What is expected -
Rescale everything from the start of the items down to the line containing "point(817, 167)", both ends included, by multiplying each point coordinate in the answers by 2.4 and rounding to whole numbers, with halves rounded up. Give those lines again in full with the requests included, and leave the pictures out.
--- BEGIN Input ---
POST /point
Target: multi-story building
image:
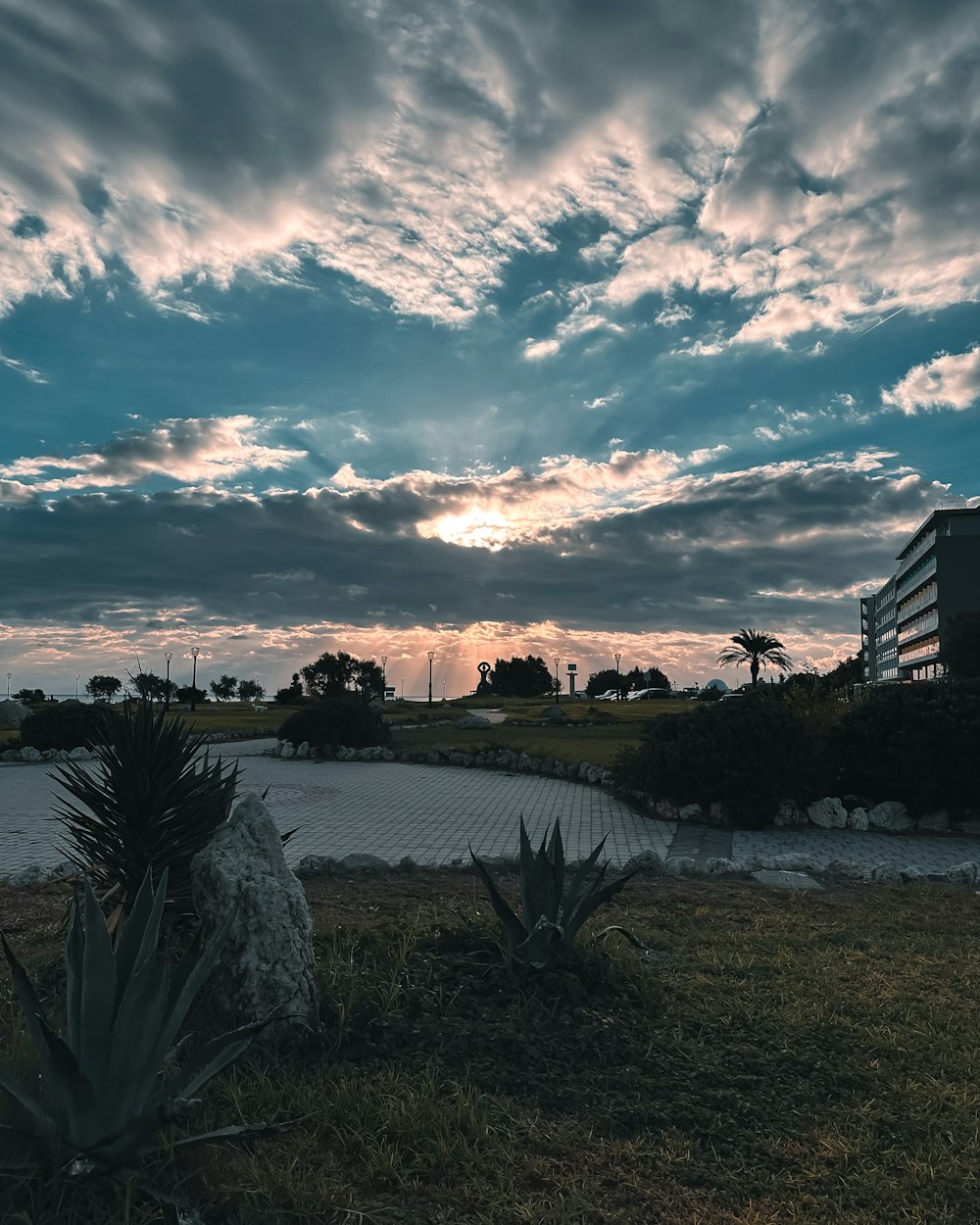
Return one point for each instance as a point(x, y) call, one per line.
point(937, 577)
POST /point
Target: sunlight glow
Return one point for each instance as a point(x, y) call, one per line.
point(476, 528)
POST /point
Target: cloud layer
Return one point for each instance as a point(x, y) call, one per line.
point(817, 167)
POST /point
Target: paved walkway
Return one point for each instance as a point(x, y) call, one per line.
point(430, 812)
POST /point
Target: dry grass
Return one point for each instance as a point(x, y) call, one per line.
point(778, 1058)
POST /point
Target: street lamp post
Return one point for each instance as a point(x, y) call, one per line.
point(195, 653)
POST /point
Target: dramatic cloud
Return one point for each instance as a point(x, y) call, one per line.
point(696, 552)
point(23, 368)
point(390, 319)
point(950, 380)
point(186, 451)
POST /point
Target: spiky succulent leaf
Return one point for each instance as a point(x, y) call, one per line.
point(152, 803)
point(578, 882)
point(537, 881)
point(513, 925)
point(597, 897)
point(558, 860)
point(50, 1056)
point(97, 990)
point(98, 1120)
point(131, 944)
point(544, 946)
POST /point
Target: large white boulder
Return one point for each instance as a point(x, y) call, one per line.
point(828, 812)
point(961, 873)
point(268, 960)
point(891, 814)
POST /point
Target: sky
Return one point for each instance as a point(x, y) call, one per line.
point(539, 326)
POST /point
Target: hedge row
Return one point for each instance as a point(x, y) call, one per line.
point(911, 743)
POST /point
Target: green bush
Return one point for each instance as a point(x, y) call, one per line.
point(911, 743)
point(65, 725)
point(748, 753)
point(337, 721)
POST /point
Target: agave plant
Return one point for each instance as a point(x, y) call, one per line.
point(151, 804)
point(552, 916)
point(123, 1009)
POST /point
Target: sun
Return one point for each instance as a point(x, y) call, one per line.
point(476, 528)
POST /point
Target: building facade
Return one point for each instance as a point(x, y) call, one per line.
point(937, 577)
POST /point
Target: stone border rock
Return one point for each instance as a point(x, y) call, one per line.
point(836, 872)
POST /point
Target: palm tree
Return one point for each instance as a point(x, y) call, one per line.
point(755, 647)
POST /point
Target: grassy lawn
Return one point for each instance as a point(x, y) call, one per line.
point(615, 724)
point(618, 724)
point(779, 1058)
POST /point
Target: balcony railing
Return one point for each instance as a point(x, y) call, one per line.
point(920, 625)
point(915, 577)
point(920, 602)
point(921, 652)
point(924, 545)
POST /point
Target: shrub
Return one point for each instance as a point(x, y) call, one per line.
point(338, 721)
point(911, 743)
point(65, 725)
point(748, 753)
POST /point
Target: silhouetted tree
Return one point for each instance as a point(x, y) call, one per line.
point(292, 692)
point(150, 686)
point(756, 648)
point(104, 687)
point(224, 687)
point(522, 677)
point(28, 696)
point(637, 677)
point(334, 675)
point(250, 691)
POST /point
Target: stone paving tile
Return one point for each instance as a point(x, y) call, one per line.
point(390, 809)
point(930, 852)
point(429, 812)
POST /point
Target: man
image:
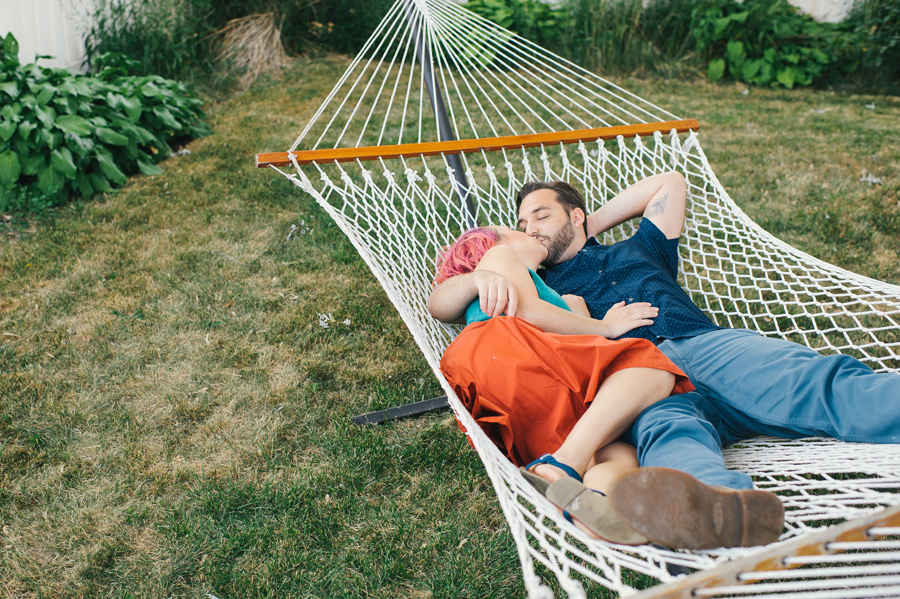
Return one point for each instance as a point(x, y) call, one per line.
point(747, 385)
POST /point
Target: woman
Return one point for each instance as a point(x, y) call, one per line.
point(548, 382)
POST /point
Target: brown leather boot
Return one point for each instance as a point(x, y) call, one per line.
point(675, 509)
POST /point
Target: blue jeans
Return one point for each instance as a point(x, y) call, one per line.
point(750, 385)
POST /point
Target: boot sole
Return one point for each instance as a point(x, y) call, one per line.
point(675, 509)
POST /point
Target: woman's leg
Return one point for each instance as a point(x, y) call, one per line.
point(619, 400)
point(610, 461)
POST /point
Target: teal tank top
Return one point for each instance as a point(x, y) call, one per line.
point(474, 313)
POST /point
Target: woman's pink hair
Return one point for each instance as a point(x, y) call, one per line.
point(464, 254)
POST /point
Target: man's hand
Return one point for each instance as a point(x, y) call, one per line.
point(496, 294)
point(622, 318)
point(577, 305)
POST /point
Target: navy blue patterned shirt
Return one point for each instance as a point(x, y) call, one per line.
point(643, 268)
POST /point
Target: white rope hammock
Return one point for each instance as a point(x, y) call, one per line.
point(399, 207)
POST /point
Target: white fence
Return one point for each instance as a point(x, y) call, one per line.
point(47, 27)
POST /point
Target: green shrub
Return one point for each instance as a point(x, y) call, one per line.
point(605, 34)
point(178, 38)
point(170, 38)
point(871, 41)
point(63, 134)
point(534, 20)
point(763, 42)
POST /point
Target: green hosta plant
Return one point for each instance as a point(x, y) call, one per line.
point(762, 42)
point(63, 133)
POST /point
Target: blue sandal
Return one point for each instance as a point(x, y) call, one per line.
point(551, 461)
point(541, 483)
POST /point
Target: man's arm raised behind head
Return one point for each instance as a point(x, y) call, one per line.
point(660, 198)
point(449, 300)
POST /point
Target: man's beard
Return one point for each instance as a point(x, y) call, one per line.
point(558, 244)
--- END Input ---
The response -
POST /point
Target: multi-story building
image:
Return one point for each instance as a point(x, y) call, one per line.
point(2249, 1385)
POST /point
Target: sunlight glow
Return one point for each instance as a point(x, y) call, one per line.
point(1142, 1267)
POST /point
Target: cloud layer
Return one point for each instance as a point(x, y) call, one per line.
point(1961, 401)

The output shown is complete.